▶ [Request]: Will you quote all of the entries, word for word?

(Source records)
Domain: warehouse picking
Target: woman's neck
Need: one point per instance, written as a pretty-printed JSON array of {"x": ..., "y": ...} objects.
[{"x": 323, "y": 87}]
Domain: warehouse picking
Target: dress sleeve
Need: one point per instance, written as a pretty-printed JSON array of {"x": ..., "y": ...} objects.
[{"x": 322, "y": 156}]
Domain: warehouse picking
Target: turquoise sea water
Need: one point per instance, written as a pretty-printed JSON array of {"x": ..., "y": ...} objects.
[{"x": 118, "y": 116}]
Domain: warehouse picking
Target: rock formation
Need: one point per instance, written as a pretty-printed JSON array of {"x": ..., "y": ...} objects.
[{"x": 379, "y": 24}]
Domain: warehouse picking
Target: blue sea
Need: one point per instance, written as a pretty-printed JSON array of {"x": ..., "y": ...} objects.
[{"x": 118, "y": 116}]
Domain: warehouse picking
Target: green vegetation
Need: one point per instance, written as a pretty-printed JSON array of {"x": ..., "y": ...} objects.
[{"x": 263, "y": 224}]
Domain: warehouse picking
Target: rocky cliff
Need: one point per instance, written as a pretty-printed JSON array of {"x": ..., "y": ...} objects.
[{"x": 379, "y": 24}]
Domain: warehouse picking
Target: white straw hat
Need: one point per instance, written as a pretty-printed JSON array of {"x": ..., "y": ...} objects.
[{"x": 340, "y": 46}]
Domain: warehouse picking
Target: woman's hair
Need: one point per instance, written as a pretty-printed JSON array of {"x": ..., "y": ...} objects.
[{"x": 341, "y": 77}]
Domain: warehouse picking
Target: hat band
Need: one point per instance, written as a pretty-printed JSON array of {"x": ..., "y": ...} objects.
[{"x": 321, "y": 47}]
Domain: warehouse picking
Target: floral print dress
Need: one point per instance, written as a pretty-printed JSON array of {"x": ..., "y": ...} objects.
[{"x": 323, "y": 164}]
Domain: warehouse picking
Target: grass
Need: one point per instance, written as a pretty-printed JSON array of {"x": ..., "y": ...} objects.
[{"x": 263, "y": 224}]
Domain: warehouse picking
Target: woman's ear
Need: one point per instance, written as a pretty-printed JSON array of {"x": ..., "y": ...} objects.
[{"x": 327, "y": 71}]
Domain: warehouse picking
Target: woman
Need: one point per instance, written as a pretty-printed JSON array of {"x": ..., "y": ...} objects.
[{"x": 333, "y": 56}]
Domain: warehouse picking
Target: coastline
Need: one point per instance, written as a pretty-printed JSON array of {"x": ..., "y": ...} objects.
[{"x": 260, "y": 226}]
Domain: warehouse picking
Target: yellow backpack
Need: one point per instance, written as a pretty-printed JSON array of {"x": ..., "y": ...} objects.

▶ [Task answer]:
Domain: warehouse picking
Target: woman's neck
Need: one point per instance, written as a pretty-printed JSON array of {"x": ..., "y": ...} objects.
[{"x": 323, "y": 87}]
Domain: warehouse picking
Target: dress sleeve
Need: one point per instance, written as a pretty-printed JSON array of {"x": ..., "y": ...} objects.
[{"x": 322, "y": 156}]
Domain: warehouse picking
Target: turquoise sea water
Need: one point per instance, written as a pretty-printed JSON array of {"x": ..., "y": ...} objects.
[{"x": 118, "y": 116}]
Domain: warehouse picking
Target: rock formation
Need: one point per instance, written as a pretty-printed JSON array of {"x": ..., "y": ...} objects.
[{"x": 379, "y": 24}]
Domain: warehouse picking
Target: blue sea
Need: one point per instance, written as a pretty-printed JSON array of {"x": ..., "y": ...} objects.
[{"x": 118, "y": 116}]
Domain: warehouse picking
Target: green vegetation
Need: one point per instance, written as a pretty-printed JSON array of {"x": ..., "y": ...} objects.
[{"x": 263, "y": 224}]
Domain: warehouse picking
Target: rocky cliff
Need: one point per instance, written as a pretty-printed JSON array of {"x": ..., "y": ...} objects.
[{"x": 379, "y": 24}]
Domain: warehouse picking
Target: white straw hat
Need: one point per instance, written as a pretty-printed JSON array of {"x": ..., "y": ...} objects.
[{"x": 340, "y": 46}]
Domain: warehouse picking
Target: woman's hair
Need: one point per instance, written as a pretty-printed JSON array of {"x": ..., "y": ...} objects.
[{"x": 341, "y": 77}]
Domain: warehouse picking
Target: hat band
Need: one point per instance, written as a pretty-printed JSON array of {"x": ..., "y": ...} objects.
[{"x": 321, "y": 47}]
Domain: warehouse picking
Target: floral print dress
Need: one point per instance, written as a pretty-printed JSON array of {"x": ..., "y": ...} objects.
[{"x": 323, "y": 164}]
Domain: warehouse picking
Target: grass
Need: one point per instance, written as a pretty-printed JSON array of {"x": ..., "y": ...} objects.
[{"x": 263, "y": 224}]
Domain: warehouse picking
Target: woman's ear
Need: one point per instance, written as a pretty-printed JSON array of {"x": ..., "y": ...} objects.
[{"x": 327, "y": 71}]
Domain: warehouse picking
Target: woman
Need: one point per instance, written as a pretty-printed JSON array of {"x": ..., "y": ...} objects.
[{"x": 333, "y": 56}]
Domain: warehouse picking
Target: coastline
Need: one point per instance, written as a pretty-printed JSON array of {"x": ..., "y": ...} objects.
[{"x": 260, "y": 226}]
Domain: warehouse picking
Target: yellow backpack
Need: one point per instance, written as a pretty-printed JSON array of {"x": ..., "y": ...} objects.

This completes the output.